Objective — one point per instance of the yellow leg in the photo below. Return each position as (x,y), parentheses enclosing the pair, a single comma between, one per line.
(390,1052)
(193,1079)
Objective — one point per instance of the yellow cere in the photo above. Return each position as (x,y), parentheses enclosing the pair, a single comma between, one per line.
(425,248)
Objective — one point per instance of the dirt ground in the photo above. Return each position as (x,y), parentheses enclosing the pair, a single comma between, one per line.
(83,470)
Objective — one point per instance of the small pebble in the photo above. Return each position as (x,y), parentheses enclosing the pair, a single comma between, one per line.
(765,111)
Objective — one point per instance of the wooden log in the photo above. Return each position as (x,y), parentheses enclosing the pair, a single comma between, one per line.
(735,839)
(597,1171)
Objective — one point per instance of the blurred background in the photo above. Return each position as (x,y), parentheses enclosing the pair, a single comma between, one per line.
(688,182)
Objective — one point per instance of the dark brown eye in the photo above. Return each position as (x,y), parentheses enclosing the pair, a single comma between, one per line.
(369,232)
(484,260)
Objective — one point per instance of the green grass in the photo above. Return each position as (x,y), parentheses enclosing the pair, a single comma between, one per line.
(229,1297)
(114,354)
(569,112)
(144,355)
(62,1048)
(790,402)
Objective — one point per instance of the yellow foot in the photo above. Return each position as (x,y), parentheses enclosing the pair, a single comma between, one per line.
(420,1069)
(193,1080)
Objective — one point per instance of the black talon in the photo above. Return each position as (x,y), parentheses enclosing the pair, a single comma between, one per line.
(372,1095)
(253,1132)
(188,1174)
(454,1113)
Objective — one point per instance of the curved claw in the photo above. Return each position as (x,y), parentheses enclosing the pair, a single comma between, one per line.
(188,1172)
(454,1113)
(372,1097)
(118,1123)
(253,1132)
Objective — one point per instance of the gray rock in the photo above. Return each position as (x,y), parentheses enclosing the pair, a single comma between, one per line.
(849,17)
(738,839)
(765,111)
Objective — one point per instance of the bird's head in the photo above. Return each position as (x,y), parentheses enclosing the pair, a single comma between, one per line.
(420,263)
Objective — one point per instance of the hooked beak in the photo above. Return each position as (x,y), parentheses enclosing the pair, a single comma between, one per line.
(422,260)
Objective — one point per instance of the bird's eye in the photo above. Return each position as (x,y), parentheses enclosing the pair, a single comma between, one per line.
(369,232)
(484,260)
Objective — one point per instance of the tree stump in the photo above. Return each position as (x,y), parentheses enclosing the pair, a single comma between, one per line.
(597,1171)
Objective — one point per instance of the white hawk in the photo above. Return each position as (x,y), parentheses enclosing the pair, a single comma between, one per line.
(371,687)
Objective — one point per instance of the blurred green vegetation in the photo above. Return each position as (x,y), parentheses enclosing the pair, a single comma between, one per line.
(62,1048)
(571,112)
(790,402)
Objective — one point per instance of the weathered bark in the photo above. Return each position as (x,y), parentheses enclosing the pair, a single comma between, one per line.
##############################
**Task to carry out**: Give back, unchanged, every line from the one with "Objective — one point per instance of the curved" to the end of the entries above.

**Task response**:
Objective — one point per instance of the curved claw in the photo above. Return each position as (x,y), parentheses enclosing the pair, a single comma between, one per line.
(188,1172)
(454,1113)
(372,1097)
(118,1123)
(253,1132)
Objective — one point per instance of the gray rock in the photo above. Return each position as (x,y), parentheses enclosing the pair, a single comma between, one per line.
(849,17)
(738,839)
(765,111)
Objective — one point per instance of the bird's head in the photo above. Return each position as (x,y), parentheses enclosing the pair, a single comma between, one per line.
(420,263)
Objective — one point per instance of the hooked beak in the photo above. Return each position as (x,y), parentheses enclosing the pair, a single comma between, one per line.
(422,260)
Objective — one point per instance of the bird's eye in the photo above. Return each position as (x,y), parentheses enclosing the pair, a single comma between, one per line.
(369,232)
(484,260)
Objective — one point per instance of the tree stump in the photo above. Return each position as (x,y), parentheses enclosing the pair, a single comma between, one per line.
(597,1171)
Objective — one point per instance of the white hawk in the photo above. Return each position as (x,y), parentheses enclosing the pair, a single comma between, one per line.
(371,687)
Objective — one point per instance of the blurred green vegetation in the photo above. Return each position as (x,y), parentheses enclosing the pair, a single comma between, one per line.
(62,1048)
(571,112)
(790,402)
Objective — one point per instance of the weathered bark in the photo above. Return each position as (x,y), parentheses enclosing the pair, a single comma between, one per line.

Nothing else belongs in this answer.